■ **Document extract**:
A software developer’s job is never done. They don’t always get their code right on the first time, and it doesn’t always look pretty at first glance. Developers have to constantly modify, improve, and clean up their codebase to make it more readable and maintainable.
“Software development is like writing a novel,” said Geoffrey Grosenbach, vice president of innovation at Pluralsight, a provider of online professional software development training. “You write a first draft and you can see where it is going, but it is not cleaned up yet so you go back and you edit that novel a little more, and a few more times until you have a completed book. Refactoring is this idea of treating software as a draft, going back through the code, rewriting it to do the same thing it was always doing, but improving it so it is more useful to oneself and to other people who are going to work on it later.”
Developers want code to be pretty easy to work with and pretty easy to understand, but as code gets older and older, they are forced to revisit and update that code. Software is increasingly becoming more important to the businesses as a whole regardless of the industry, and developers need to find ways to take advantage of their existing apps and codebases, according to Jay Schmelzer, director of product management for Visual Studio at Microsoft.
Those who embark on a refactoring journey will have to understand the business goal they are trying to achieve, be able to detect when refactoring is necessary, and have the skillsets to successfully complete a code transformation.
When should you refactor?
Refactoring helps reduce the unessential complexity and get down to the essence of your code, but how do you know when your code includes that unnecessarily complexity? If you are reading your code and it takes you more than four seconds to understand exactly what the code does, then you need to refactor it, according to Arlo Belshee, senior legacy code consultant for Industrial Logic, a software development training provider.
“It is a read-time thing,” he said. “If you ever find yourself reading code instead of scanning it, it needs refactoring because you should always be able to scan it.”
(Related: What to do before refactoring your monolith into microservices)
According to Belshee, a developer’s largest source of frustration comes from not being able to get a computer to do what they want it to. Often, developers get overwhelmed with this frustration, and there is an appeal to starting from scratch. Grosenbach said developers should resist this urge. “Software takes a lot of work and a lot of coordination with a lot of people; if we just throw it out, we lose all the knowledge we gathered when we wrote that software,” he said.

■ **Job 1**: In the article on code refactoring, how long can it take to understand what code does before Arlo Belshee says it needs refactoring?
■ **Job 2**: Condense the paragraph of the refactoring article that begins "According to Belshee, a developer's largest source of frustration" into two or three sentences, keeping its main facts.
■ **Job 3**: Continue the article on code refactoring, picking up after its final paragraph.

■ **Supplied material**:
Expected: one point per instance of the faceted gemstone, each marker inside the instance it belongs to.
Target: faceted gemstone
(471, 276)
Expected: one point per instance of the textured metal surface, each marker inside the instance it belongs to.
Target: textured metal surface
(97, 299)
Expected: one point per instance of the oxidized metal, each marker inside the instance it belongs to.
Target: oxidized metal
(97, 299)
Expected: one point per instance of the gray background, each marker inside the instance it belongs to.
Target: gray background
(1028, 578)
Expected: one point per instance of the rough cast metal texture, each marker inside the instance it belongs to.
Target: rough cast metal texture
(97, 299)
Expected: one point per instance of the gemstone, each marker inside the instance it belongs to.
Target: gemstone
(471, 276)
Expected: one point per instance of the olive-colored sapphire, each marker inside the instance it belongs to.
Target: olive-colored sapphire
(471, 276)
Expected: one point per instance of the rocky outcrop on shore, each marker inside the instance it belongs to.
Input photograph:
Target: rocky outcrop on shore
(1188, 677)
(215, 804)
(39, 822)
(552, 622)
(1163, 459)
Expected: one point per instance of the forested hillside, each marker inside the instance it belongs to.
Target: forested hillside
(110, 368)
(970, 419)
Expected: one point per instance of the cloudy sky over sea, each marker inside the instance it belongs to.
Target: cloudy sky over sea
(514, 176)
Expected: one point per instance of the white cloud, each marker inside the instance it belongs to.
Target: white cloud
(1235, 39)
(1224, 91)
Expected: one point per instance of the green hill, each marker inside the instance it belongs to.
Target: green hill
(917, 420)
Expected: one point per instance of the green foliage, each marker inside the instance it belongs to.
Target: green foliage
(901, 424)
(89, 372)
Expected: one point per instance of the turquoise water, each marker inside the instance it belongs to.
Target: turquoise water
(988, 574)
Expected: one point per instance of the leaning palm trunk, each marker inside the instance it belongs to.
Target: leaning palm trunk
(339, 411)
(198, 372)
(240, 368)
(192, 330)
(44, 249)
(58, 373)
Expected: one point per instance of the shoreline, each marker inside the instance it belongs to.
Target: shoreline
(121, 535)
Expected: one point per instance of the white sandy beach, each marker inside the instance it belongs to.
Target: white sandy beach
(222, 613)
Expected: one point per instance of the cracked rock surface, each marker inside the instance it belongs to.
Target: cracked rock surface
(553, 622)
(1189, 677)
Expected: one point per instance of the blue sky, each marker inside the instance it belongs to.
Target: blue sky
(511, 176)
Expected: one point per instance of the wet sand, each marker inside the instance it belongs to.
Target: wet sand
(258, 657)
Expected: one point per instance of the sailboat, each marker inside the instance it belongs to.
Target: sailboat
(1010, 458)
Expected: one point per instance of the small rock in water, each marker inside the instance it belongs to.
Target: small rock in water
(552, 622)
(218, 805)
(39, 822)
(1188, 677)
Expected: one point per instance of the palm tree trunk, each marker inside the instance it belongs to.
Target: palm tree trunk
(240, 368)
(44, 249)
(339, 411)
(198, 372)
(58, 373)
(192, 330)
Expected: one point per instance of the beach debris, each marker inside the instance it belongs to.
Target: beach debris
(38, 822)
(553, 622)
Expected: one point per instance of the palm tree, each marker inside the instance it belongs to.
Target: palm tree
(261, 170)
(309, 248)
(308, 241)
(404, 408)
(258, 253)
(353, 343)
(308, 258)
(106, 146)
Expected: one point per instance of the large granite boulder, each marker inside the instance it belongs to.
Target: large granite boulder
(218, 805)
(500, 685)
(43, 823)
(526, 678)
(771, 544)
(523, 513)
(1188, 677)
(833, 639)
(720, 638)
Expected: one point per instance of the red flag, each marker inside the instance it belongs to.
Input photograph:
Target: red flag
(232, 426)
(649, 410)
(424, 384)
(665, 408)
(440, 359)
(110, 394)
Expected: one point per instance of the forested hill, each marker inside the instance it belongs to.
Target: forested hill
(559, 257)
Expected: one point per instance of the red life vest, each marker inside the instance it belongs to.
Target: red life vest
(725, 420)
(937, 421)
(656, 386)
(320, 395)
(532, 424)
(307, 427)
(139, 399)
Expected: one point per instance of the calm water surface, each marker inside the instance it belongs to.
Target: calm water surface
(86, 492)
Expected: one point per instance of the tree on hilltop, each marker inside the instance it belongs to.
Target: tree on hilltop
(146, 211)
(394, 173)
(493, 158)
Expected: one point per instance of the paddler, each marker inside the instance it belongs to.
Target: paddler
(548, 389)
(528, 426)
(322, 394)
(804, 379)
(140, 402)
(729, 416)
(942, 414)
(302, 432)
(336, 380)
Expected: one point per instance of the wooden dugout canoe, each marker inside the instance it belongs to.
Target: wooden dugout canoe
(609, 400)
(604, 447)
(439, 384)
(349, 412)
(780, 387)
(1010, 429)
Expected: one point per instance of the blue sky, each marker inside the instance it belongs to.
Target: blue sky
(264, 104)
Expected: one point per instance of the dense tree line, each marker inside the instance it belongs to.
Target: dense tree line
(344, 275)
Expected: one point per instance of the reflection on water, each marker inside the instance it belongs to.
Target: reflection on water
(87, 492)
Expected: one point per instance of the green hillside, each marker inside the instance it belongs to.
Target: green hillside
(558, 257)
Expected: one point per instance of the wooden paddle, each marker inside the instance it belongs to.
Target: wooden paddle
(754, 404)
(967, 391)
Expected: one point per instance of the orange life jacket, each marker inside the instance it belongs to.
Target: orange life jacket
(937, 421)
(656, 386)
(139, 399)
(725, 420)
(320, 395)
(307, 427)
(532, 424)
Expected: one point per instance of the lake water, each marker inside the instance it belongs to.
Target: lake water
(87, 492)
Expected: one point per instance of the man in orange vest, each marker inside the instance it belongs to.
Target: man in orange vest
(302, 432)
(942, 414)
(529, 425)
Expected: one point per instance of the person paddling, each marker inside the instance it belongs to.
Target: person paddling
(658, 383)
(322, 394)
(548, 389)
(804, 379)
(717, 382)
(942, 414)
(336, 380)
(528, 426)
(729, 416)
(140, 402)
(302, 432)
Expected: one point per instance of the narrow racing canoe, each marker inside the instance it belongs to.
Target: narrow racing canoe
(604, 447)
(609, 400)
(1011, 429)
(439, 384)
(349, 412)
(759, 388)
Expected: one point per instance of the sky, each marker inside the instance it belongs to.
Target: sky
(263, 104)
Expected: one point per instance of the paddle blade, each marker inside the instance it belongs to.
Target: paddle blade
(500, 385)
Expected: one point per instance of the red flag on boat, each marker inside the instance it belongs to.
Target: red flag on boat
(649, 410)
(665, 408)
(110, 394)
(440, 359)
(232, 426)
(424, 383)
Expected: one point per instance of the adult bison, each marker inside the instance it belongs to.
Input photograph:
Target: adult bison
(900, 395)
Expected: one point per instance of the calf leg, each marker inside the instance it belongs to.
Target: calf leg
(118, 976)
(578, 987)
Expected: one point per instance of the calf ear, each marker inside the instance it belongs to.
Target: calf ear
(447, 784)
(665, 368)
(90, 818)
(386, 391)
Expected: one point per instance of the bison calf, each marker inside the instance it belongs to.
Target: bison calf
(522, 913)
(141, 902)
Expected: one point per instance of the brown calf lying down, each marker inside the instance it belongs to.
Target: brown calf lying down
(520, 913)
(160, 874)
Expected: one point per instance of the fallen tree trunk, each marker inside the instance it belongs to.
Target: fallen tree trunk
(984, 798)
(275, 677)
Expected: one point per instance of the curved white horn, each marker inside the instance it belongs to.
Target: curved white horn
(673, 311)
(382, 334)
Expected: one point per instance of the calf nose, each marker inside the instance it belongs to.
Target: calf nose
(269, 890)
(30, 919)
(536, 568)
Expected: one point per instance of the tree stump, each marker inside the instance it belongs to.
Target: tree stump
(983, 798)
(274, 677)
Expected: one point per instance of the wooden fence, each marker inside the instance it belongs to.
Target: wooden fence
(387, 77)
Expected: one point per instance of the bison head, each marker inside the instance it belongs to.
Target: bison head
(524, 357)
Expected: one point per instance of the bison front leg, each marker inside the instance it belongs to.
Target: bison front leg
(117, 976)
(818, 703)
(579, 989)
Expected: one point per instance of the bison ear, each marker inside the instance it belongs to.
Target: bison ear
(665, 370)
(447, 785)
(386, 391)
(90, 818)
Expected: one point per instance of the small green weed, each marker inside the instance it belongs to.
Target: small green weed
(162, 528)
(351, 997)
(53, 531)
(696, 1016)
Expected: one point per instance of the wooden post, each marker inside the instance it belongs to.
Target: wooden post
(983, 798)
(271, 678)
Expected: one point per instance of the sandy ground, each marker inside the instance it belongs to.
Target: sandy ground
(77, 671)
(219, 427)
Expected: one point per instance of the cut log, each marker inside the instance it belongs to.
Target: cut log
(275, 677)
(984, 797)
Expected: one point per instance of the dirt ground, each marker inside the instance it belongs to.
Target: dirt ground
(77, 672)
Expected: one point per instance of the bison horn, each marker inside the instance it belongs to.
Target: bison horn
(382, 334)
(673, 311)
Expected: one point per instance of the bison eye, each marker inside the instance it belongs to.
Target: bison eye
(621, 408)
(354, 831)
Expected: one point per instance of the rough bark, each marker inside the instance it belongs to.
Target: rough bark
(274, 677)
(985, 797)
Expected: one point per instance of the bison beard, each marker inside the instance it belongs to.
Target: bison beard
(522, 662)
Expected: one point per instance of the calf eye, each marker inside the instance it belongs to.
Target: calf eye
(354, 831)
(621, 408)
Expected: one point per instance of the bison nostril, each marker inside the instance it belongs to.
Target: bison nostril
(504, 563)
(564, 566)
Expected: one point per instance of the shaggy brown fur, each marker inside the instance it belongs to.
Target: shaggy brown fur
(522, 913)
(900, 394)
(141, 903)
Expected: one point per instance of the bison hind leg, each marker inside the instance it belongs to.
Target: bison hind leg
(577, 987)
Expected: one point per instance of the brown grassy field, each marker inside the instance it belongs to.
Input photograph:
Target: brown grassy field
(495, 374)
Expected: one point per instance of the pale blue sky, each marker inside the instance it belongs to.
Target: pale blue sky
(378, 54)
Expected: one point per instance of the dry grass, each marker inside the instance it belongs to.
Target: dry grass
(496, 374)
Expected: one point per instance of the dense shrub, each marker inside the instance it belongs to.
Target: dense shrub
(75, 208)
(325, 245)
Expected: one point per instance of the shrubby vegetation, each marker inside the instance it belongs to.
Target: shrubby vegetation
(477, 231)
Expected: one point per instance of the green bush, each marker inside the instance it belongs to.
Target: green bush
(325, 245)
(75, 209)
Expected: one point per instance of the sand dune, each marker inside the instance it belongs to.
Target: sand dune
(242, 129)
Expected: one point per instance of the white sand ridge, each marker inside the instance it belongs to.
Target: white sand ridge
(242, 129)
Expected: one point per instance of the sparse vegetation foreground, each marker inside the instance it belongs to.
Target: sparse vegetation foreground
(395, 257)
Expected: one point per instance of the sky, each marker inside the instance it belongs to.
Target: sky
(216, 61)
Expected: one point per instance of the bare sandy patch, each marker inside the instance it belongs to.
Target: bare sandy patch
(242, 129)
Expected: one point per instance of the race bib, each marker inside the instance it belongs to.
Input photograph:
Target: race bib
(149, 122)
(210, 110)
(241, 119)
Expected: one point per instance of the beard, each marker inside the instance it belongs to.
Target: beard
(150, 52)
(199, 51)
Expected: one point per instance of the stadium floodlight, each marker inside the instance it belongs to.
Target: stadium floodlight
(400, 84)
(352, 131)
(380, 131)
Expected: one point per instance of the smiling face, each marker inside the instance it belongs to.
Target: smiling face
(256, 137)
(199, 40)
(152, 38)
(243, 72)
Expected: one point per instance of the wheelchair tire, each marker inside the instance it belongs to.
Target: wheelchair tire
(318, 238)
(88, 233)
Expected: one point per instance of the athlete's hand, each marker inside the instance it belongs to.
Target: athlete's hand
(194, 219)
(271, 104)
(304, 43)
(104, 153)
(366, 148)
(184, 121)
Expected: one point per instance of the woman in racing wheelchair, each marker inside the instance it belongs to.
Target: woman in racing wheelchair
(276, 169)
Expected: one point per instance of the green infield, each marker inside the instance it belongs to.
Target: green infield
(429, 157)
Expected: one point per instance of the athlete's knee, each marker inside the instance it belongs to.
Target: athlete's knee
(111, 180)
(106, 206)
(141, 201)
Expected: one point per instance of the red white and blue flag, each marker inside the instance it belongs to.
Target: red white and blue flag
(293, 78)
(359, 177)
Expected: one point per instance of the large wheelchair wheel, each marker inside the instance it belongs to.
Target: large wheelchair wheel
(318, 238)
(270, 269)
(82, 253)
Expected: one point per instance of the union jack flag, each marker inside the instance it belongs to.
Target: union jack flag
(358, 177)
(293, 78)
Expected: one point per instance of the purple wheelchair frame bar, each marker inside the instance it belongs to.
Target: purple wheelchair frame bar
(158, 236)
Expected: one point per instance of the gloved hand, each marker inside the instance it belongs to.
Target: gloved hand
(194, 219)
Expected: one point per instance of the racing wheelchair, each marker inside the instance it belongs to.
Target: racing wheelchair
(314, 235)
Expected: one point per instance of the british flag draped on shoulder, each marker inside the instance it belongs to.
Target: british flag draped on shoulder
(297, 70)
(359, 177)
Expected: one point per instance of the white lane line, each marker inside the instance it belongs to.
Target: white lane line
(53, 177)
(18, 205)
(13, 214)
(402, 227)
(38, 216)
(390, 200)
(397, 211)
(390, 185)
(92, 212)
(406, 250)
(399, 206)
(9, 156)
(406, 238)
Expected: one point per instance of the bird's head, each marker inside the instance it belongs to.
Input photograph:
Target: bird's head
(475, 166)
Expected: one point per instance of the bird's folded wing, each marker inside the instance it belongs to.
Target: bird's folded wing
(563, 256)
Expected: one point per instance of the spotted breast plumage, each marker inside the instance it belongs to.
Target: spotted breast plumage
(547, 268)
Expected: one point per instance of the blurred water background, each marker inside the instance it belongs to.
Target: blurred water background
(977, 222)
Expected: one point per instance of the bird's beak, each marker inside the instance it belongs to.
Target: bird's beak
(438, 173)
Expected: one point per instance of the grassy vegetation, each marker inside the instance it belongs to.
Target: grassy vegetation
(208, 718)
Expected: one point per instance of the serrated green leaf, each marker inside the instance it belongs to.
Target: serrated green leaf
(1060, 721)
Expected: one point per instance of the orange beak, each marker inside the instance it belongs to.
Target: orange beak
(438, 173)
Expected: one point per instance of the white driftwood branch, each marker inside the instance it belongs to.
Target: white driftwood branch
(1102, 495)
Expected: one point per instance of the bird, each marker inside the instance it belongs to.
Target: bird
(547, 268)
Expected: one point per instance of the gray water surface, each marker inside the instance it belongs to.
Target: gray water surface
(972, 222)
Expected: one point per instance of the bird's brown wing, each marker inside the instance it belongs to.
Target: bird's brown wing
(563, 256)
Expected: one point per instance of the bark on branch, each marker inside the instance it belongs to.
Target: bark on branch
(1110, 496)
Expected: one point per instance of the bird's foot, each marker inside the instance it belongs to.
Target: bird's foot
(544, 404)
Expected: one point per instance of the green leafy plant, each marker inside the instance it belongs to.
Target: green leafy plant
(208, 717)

■ **Response 1**: If it takes more than four seconds to understand exactly what the code does, it needs refactoring.

■ **Response 2**: Belshee says developers are most frustrated when they can't get a computer to do what they want, and that frustration can make starting from scratch tempting. Grosenbach advises resisting that urge, since software takes a lot of work and coordination among many people, and discarding it loses the knowledge gathered while writing it.

■ **Response 3**:
“Starting from scratch costs a huge amount of money, it is very risky, and you are going to end up with huge amounts of bugs that you have to work through. If you take existing software, refine it, improve it, make it more secure and more user friendly, then it is actually a lot cheaper to do that.”
Developers shouldn’t refactor just to refactor, according to Schmelzer. “It is really a matter of when is refactoring a tool for accomplishing the business goal or satisfying the business need that you are being asked to address,” he said. “It is really a matter of ensuring what the value you are trying to get out of doing that work. If you don’t know the value you are trying to achieve, then I would question doing it.”
More often, businesses turn to refactoring as a way to modernize their existing applications. According to Schmelzer, businesses across all industries are being asked to extend the reach of their software to new scenarios and new use cases to provide new value. “To do that you need to restructure the code to expose things in new ways, and that is where techniques like refactoring start to come in and become very beneficial because it is a more structured way of thinking about how you reorganize and change the code without impacting the behavior of the application,” he said.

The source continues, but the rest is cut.